**QUESTÕES DO MATERIAL:**
1 > Responda com base no texto sobre a Basf:
(a) Que tipos de sessão aparecem nos vídeos publicados na plataforma online da empresa?
(b) Segundo Esteban, da Cia de Talentos, quem não pode liderar os encontros virtuais?
(c) Qual é a nacionalidade da multinacional citada?
2 > Redigite, por favor, o trecho do texto sobre a Basf que se abre com as palavras "A descoberta de" e se fecha com "e nos negócios.", sem alterar nada.

**DOCUMENTO DE ORIGEM:**
+++

Em outra frente, a Basf tem lançado mão de ações de descompressão para auxiliar no bem-estar. Por meio de uma plataforma online, a empresa passou a publicar vídeos com sessões de ioga, meditação e alongamento. No mesmo canal, também são compartilhados conteúdos sobre assuntos relevantes no contexto atual, como dicas para trabalhar melhor em casa e conselhos sobre autodesenvolvimento. “As temáticas vão mudando conforme as necessidades de cada momento e a evolução da pandemia. Tentamos falar um pouco de tudo. As conversas são lideradas por nós, mas também trazemos especialistas”, diz Bruno.

Mais proximidade

A multinacional alemã também estimula happy hours, cafés e almoços entre as equipes — tudo de forma virtual, é claro. De acordo com Esteban, da Cia de Talentos, as ações são importantes, mas precisam de protagonismo dos funcionários. “Os gestores não podem ser os líderes desses encontros. Uma dica é deixar um dos empregados conduzir os bate-papos e sair do evento antes do término, para que as pessoas possam desabafar, inclusive sobre você.”

A descoberta de novas formas de comunicação já deixou marcas na Basf. “Percebemos que não precisamos estar na porta do cliente para ajudá-lo, entender suas demandas e prover soluções. Quanto aos funcionários, queremos manter a abertura para essas conversas mais pessoais e, de certa forma, mais humanas”, diz Bruno.

Alguns especialistas acreditam que lideranças e empresas humanizadas e preocupadas com o bem-estar social e de seus funcionários serão um dos legados da crise terrível pela qual estamos passando. Não é possível afirmar com certeza que isso vai ocorrer, mas diversos estudos já apontaram que colocar as pessoas no centro das organizações tem impactos positivos — nos funcionários e nos negócios.

+++

**SEÇÃO DE DADOS:**

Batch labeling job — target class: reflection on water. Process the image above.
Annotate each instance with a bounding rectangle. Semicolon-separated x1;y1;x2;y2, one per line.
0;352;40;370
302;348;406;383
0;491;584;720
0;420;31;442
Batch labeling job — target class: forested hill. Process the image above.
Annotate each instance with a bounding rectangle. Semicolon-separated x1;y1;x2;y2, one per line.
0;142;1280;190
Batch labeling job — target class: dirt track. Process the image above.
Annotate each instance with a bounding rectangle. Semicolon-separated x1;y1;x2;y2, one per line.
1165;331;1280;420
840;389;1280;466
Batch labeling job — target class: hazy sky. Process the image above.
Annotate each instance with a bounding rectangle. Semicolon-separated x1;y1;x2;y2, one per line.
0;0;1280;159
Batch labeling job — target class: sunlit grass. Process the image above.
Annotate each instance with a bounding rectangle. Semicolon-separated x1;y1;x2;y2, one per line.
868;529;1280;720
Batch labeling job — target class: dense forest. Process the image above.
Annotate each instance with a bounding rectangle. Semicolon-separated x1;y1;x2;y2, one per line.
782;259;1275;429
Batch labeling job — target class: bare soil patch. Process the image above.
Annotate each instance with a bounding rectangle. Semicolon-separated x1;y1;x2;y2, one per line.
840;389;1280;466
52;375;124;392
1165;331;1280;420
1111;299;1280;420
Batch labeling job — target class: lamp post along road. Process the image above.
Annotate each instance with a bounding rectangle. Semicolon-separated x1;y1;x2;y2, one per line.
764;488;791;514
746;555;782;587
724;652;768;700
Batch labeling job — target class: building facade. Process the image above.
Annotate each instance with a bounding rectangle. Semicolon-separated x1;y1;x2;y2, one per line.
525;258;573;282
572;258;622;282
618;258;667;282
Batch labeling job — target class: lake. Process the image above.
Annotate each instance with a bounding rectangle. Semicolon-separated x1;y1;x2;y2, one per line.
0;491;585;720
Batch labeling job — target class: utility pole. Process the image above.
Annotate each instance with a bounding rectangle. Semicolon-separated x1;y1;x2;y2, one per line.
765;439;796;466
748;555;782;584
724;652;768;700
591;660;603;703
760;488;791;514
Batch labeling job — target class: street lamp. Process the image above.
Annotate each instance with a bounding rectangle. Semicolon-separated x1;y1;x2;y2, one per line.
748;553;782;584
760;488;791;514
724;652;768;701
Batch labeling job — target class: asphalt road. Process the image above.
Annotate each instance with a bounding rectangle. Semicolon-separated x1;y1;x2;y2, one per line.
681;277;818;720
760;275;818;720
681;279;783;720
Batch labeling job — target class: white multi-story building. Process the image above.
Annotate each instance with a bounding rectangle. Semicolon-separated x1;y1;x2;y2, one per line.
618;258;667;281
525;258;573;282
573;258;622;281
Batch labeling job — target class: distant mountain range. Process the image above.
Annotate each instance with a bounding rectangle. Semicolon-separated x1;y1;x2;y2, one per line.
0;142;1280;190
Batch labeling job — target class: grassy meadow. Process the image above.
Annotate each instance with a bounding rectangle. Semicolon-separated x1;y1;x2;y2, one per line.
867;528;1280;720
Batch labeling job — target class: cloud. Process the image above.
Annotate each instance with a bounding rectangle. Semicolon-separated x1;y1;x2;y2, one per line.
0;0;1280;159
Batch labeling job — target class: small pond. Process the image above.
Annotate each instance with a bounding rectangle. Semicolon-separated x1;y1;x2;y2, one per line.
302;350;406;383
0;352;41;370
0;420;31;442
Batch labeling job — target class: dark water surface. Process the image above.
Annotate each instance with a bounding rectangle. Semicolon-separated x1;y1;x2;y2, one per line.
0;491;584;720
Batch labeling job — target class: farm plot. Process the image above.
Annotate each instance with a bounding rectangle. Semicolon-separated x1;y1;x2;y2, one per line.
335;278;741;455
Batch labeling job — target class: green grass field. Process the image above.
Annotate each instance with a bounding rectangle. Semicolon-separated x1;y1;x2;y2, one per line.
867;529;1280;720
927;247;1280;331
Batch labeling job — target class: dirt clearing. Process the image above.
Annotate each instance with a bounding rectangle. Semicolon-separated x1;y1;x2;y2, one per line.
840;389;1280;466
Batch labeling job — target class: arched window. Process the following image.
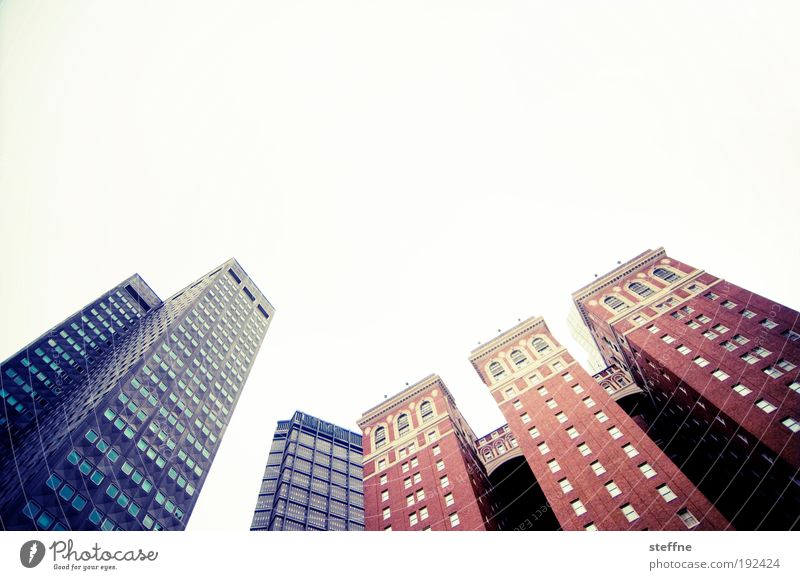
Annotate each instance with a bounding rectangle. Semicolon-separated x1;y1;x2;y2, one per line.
653;268;681;282
628;282;654;298
489;361;506;380
603;296;628;312
419;401;433;422
531;338;550;354
397;413;411;437
375;427;386;449
511;350;528;367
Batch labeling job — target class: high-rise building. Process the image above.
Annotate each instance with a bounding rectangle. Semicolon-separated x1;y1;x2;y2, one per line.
470;318;729;530
250;411;364;531
358;375;497;531
573;248;800;530
0;259;274;530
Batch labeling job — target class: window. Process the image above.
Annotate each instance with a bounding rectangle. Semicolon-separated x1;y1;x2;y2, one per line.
628;282;654;298
531;338;550;354
639;462;658;479
419;401;433;423
711;369;730;381
678;508;700;529
589;461;606;475
733;383;753;397
622;443;639;457
569;499;586;516
375;427;386;449
397;413;411;437
603;296;628;312
619;503;639;522
756;399;777;414
606;479;622;497
781;417;800;433
510;350;528;367
653;268;681;282
656;483;678;503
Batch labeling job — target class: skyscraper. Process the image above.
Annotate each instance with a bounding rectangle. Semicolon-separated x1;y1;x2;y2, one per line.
358;375;497;531
572;248;800;530
470;318;729;530
0;259;274;530
250;411;364;531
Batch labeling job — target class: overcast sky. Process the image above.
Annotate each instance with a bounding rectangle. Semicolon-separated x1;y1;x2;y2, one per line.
0;0;800;530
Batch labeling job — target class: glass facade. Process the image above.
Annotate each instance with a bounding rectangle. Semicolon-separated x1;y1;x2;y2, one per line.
250;411;364;531
0;260;274;530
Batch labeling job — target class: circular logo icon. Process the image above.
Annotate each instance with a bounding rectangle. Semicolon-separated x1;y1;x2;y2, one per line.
19;540;45;568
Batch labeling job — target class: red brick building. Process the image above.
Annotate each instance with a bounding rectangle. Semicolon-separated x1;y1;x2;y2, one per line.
358;375;497;531
470;318;729;530
573;248;800;529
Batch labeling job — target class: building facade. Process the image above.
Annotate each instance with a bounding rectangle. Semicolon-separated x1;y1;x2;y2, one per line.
0;259;274;530
358;375;498;531
470;318;730;530
250;411;364;531
573;248;800;530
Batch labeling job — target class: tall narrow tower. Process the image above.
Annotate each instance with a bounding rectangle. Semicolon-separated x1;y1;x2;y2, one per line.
0;259;273;530
358;375;497;531
470;317;729;530
572;248;800;530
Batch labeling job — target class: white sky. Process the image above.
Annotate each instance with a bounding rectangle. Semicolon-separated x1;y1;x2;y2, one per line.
0;0;800;530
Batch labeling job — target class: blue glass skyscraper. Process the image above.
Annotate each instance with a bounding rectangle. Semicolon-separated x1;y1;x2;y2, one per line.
0;259;274;530
250;411;364;531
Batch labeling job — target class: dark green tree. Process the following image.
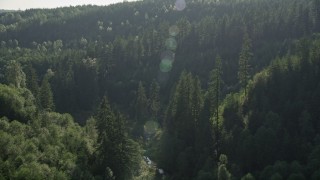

+++

**RESPOSTAS DAS TAREFAS:**
1 >
(a) Sessões de ioga, meditação e alongamento.
(b) Os gestores.
(c) Alemã.

2 >
A descoberta de novas formas de comunicação já deixou marcas na Basf. “Percebemos que não precisamos estar na porta do cliente para ajudá-lo, entender suas demandas e prover soluções. Quanto aos funcionários, queremos manter a abertura para essas conversas mais pessoais e, de certa forma, mais humanas”, diz Bruno.

Alguns especialistas acreditam que lideranças e empresas humanizadas e preocupadas com o bem-estar social e de seus funcionários serão um dos legados da crise terrível pela qual estamos passando. Não é possível afirmar com certeza que isso vai ocorrer, mas diversos estudos já apontaram que colocar as pessoas no centro das organizações tem impactos positivos — nos funcionários e nos negócios.